--- STUDY TEXT Enclosed Below ---
The FDA has approved Qalsody (tofersen) to treat patients with amyotrophic lateral sclerosis (ALS) associated with a mutation in the superoxide dismutase 1 (SOD1) gene (SOD1-ALS). This is a significant development as Qalsody is the first drug specifically indicated for SOD1-ALS. ALS is a neurodegenerative disease that attacks and kills the nerve cells that control voluntary muscles. SOD1-ALS is a subtype of ALS that is associated with mutations in the SOD1 gene. It is estimated that less than 500 patients in the United States have SOD1-ALS.
Qalsody is a type of antisense oligonucleotide that is designed to reduce the synthesis of SOD1 protein by targeting SOD1 mRNA. The efficacy of Qalsody was tested in a 28-week clinical trial involving 147 patients with ALS-related weakness and a confirmed SOD-1 mutation. The trial was randomized, double-blind, and placebo-controlled, with a central laboratory confirming the presence of the mutation.
According to the clinical trial results, patients treated with Qalsody demonstrated a statistically significant reduction in plasma neurofilament light (NfL) concentration at Week 28 compared to those in the placebo group. NfL serves as a biomarker for axonal injury and neurodegeneration. The reduction in NfL levels observed in patients treated with Qalsody was consistent across all subgroups based on sex, disease duration since symptom onset, site of onset, and use of other medications for ALS treatment.
Healthcare professionals with experience in performing lumbar punctures are responsible for administering Qalsody intrathecally via spinal injection. The recommended dosage of Qalsody is 100 mg (15 mL) per administration. Patients are initially given three doses of Qalsody at 14-day intervals, followed by a maintenance dose of Qalsody once every 28 days.
--- End of Enclosed STUDY TEXT ---
--- EXTRACTED ENTRIES Enclosed Below ---
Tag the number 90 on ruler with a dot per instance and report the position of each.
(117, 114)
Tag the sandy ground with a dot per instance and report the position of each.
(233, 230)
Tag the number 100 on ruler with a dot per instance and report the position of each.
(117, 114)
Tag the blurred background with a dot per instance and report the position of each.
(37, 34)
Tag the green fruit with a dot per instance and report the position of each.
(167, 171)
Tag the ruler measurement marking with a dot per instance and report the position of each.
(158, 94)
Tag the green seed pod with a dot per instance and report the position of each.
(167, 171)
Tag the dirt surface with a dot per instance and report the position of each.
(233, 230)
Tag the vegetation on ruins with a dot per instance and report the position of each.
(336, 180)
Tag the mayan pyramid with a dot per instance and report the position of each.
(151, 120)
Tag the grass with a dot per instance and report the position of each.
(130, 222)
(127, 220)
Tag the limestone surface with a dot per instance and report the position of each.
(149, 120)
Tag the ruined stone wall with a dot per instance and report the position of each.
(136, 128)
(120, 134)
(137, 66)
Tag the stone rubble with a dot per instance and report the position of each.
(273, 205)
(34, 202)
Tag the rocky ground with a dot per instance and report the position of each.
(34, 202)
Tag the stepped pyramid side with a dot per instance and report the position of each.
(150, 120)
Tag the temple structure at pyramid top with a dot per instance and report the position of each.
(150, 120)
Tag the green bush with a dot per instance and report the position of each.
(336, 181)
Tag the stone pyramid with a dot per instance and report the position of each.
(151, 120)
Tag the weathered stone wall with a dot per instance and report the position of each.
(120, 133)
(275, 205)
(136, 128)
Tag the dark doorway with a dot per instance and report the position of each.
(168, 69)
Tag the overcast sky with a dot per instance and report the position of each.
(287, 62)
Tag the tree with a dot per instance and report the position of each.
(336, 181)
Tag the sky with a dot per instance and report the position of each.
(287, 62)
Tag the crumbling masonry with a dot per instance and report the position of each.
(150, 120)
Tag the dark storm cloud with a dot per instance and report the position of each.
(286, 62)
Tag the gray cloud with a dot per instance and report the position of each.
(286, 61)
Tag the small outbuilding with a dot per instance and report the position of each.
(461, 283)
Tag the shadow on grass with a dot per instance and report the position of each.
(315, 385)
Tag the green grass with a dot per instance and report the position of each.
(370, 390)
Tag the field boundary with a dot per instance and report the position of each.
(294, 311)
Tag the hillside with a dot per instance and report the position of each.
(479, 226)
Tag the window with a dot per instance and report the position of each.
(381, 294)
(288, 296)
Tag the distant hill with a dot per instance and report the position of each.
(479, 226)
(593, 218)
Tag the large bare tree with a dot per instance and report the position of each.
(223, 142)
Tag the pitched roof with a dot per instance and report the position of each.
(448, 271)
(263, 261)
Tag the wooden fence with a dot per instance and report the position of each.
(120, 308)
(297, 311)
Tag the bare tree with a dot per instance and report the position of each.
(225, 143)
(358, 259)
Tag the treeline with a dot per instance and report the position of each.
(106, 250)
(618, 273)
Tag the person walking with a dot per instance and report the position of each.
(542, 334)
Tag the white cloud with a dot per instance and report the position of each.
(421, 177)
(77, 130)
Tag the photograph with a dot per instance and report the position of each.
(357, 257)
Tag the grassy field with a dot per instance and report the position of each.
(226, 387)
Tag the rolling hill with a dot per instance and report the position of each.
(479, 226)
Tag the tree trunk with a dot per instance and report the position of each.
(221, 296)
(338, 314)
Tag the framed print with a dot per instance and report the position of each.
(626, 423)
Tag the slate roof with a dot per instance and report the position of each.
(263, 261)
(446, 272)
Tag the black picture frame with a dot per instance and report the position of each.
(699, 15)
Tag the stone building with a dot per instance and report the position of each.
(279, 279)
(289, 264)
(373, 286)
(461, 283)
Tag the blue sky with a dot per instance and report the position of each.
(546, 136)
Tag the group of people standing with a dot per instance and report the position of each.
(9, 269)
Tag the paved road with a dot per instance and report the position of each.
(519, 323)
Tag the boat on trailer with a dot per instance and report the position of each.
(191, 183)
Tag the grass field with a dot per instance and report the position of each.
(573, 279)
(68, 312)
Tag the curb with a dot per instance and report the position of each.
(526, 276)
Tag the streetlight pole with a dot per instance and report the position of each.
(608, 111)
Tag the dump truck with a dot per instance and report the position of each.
--- End of Enclosed EXTRACTED ENTRIES ---
QUESTIONS TO ANSWER
- a) List the subgroups across which, according to the text on Qalsody, the reduction in NfL levels was consistent.
- b) Continue the text on the Qalsody approval from where it stops.

TASK RESULTS
- a)
- sex
- disease duration since symptom onset
- site of onset
- use of other medications for ALS treatment

- b)
It is important to note that Qalsody has been approved under an accelerated approval pathway, specifically for drugs that target serious medical conditions with unmet needs and where a drug has demonstrated efficacy against a surrogate endpoint that is reasonably likely to indicate clinical benefits for patients.
However, a Phase 3 randomized, double-blind, placebo-controlled trial is currently underway to validate its clinical benefits. This study focuses on individuals who carry the SOD1 genetic mutation but have not yet displayed symptoms of ALS. The trial aims to evaluate whether Qalsody can prevent the onset of ALS symptoms in these individuals and will compare the proportion of participants who develop symptoms between those who receive Qalsody and those who receive a placebo.
The FDA’s approval of Qalsody for the treatment of SOD1-ALS marks a significant development for patients with this subtype of ALS. While the drug’s effectiveness was evaluated on a surrogate endpoint, the observed reductions in plasma NfL concentration are reasonably likely to predict a clinical benefit to patients. The ongoing Phase 3 trial will provide further insights into Qalsody’s clinical benefit in individuals who are carriers of the SOD1 genetic mutation and do not yet have symptoms. Healthcare professionals experienced in performing lumbar punctures will administer Qalsody intrathecally.